## MATERIAL SUPPLIED
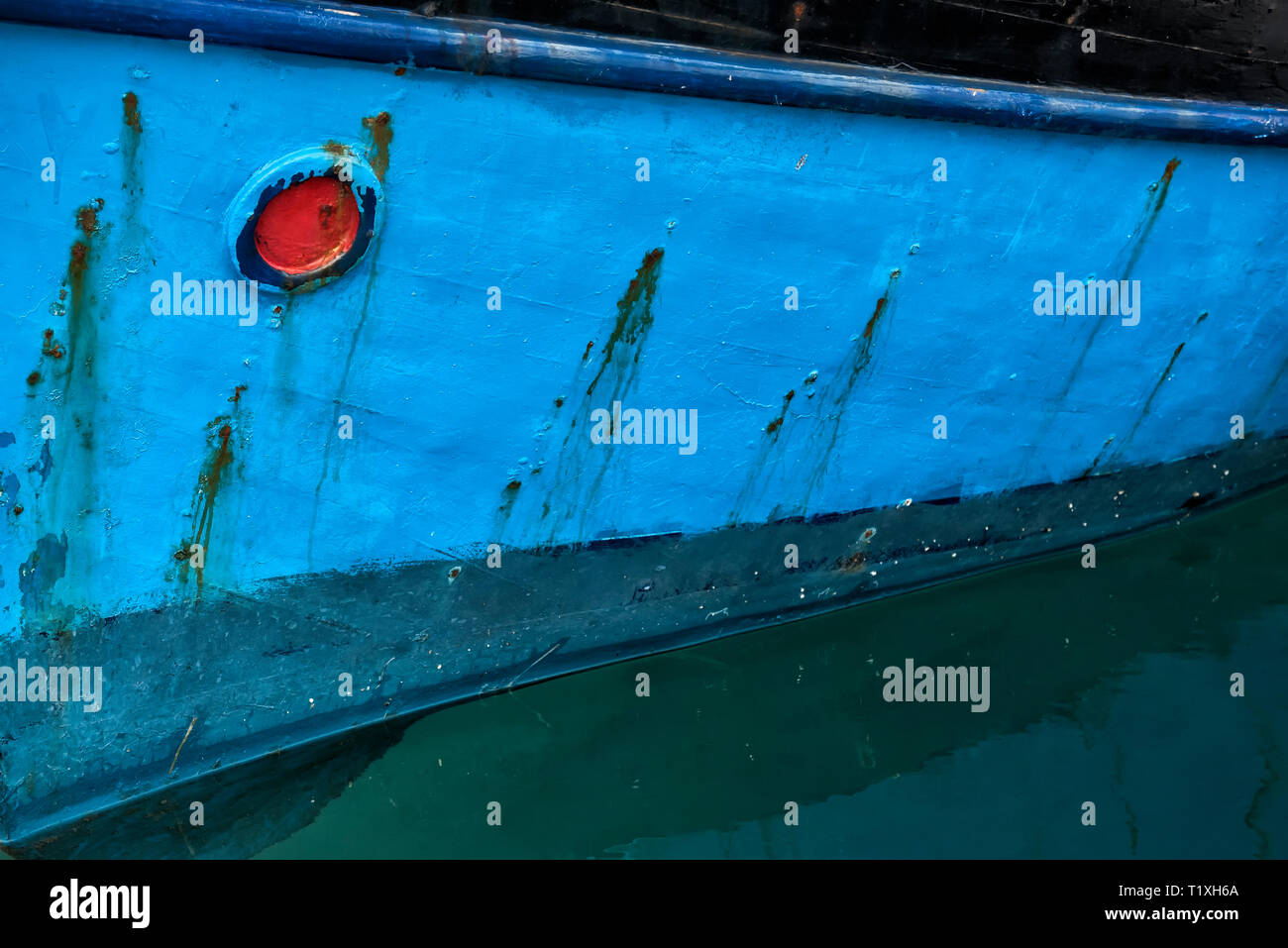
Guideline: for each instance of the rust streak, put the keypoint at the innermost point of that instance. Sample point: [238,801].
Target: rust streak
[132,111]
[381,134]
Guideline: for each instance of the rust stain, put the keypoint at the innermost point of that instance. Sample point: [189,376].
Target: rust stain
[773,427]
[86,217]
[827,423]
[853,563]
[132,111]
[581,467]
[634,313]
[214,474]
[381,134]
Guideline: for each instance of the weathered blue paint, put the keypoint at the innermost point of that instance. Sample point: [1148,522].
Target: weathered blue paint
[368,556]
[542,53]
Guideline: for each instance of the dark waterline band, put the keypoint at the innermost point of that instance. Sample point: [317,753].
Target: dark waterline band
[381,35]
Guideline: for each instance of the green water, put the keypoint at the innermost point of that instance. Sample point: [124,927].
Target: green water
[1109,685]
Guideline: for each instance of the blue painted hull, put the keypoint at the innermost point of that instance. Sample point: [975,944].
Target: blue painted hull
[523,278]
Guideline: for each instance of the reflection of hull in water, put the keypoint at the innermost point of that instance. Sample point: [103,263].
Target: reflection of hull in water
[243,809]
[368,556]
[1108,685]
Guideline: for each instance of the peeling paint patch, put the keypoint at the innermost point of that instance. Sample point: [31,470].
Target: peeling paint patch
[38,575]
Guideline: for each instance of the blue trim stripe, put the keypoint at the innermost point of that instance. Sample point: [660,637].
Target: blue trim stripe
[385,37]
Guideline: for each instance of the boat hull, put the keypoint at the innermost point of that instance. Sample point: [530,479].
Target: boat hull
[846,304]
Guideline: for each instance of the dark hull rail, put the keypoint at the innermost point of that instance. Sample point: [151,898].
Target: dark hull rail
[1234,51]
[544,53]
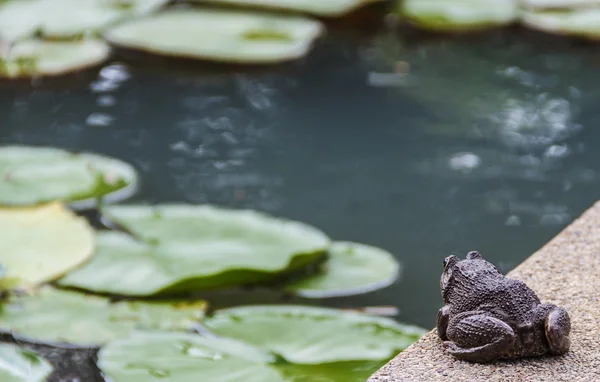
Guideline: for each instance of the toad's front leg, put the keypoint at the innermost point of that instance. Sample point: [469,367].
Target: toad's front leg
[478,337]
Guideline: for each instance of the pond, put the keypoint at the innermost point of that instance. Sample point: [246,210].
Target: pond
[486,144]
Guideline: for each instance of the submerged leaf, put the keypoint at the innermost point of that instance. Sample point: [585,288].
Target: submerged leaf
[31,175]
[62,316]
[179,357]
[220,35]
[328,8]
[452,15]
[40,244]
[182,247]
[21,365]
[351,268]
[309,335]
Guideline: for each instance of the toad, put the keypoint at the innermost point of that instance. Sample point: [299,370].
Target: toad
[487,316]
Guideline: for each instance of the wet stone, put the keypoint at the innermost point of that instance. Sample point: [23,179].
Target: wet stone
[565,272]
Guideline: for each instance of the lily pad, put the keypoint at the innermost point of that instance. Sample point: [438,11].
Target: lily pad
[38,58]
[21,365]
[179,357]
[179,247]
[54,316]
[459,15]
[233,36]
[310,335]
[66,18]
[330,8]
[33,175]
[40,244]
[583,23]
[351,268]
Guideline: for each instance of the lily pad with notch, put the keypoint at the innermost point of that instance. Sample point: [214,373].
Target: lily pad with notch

## TASK REQUIREMENTS
Reproduce every entry word for word, but omit the pictures.

## RESPONSE BELOW
Guideline: for each instance of the rust streak, put the keypoint at the innermost point of that instance. Sample point: [238,801].
Target: rust streak
[132,111]
[381,134]
Guideline: for each instance of the rust stain, put the keypoint at the innermost point of that instance. Sample point: [189,376].
Target: rust stain
[773,427]
[86,217]
[827,423]
[853,563]
[132,111]
[581,467]
[634,313]
[214,474]
[381,134]
Guideline: for each instance of the weathered blue paint, put the keypoint at the innermost point of that instance. Sample point: [1148,522].
Target: weathered blue paint
[368,556]
[542,53]
Guideline: for each instance of the dark waterline band, put the keypoint at the innermost point of that instance. Sample point: [317,753].
Target: dark waterline band
[381,35]
Guideline: for each instance of the green water, put the keypoint at the innermost point of that instance. Sample point: [124,927].
Target: green water
[1109,685]
Guideline: for each instance of the blue painted hull, put the keypoint at the innermost point of that instance. Sample point: [975,944].
Target: blue painted hull
[523,278]
Guideline: for each instance of the reflection of hull in water, put the keypoint at the innermost point of that instance. Sample point: [103,263].
Target: reflection of hull in water
[243,809]
[368,556]
[1108,685]
Guideline: for each instance of the peeling paint patch, put the keypoint at the innermost point of that instance. Sample point: [31,470].
Target: peeling paint patch
[38,575]
Guideline: for each instance of the blue trim stripe, put the keypoint at the innermost point of that instance. Sample point: [660,637].
Target: blue trim stripe
[385,37]
Guideline: for each instance of the boat hull, put the keypoint at the innermost point of that instance. Sample point: [530,479].
Target: boat hull
[846,304]
Guideline: for each instance of the dark hull rail, put the keypoint at the innermost point of that instance. Sample point: [151,898].
Target: dark hull rail
[1234,51]
[544,53]
Guideline: for each instance of the toad's front leg, put the keypoint at the innermost point of that instance. Sample point: [469,367].
Target: toad's front leg
[478,337]
Guideline: for each instance of the pond, put the keypoint at the innermost point of that instance. Sample point: [246,210].
Target: pond
[486,144]
Guideline: for each instance of the submerged leaf, put the keypoint at the innermost point of that instance. Sample point: [585,288].
Target: submerged leaf
[31,175]
[62,316]
[179,357]
[220,35]
[328,8]
[452,15]
[40,244]
[182,247]
[21,365]
[351,268]
[309,335]
Guideline: for each instance of the toad, put the keypoint at the innermost point of that instance. Sample point: [299,370].
Target: toad
[487,316]
Guideline: for each instance of the wet stone, put the keypoint at the innermost point of that instance. Sample point: [23,179].
Target: wet stone
[565,272]
Guideline: for each instance of the lily pad, put the keypoint at the innermost point of that instance. Sample point: [438,11].
Target: lily pad
[38,58]
[21,365]
[179,357]
[179,247]
[54,316]
[459,15]
[233,36]
[310,335]
[66,18]
[330,8]
[33,175]
[40,244]
[583,23]
[351,268]
Guideline: for each instance of the lily pad with notch, put the keypoint at the innermost point of that instance. Sample point: [214,373].
Target: lily pad with notch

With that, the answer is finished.